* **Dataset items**
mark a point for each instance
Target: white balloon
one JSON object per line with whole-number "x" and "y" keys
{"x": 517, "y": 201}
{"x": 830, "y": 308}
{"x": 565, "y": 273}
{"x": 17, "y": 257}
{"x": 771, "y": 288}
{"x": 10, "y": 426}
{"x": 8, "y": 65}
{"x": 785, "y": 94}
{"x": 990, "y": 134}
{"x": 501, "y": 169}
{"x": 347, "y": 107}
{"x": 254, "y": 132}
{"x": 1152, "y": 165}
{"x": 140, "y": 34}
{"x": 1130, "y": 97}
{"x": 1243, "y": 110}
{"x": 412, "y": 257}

* **Task brief**
Output all of the data without altering a single line.

* **Reply to the exercise**
mark a point for each instance
Target: white balloon
one JSON object per line with whole-number "x" and "y" keys
{"x": 517, "y": 201}
{"x": 830, "y": 308}
{"x": 565, "y": 273}
{"x": 17, "y": 257}
{"x": 771, "y": 288}
{"x": 10, "y": 426}
{"x": 8, "y": 65}
{"x": 785, "y": 94}
{"x": 990, "y": 134}
{"x": 501, "y": 169}
{"x": 347, "y": 107}
{"x": 254, "y": 132}
{"x": 1152, "y": 165}
{"x": 140, "y": 34}
{"x": 1130, "y": 97}
{"x": 1243, "y": 110}
{"x": 412, "y": 257}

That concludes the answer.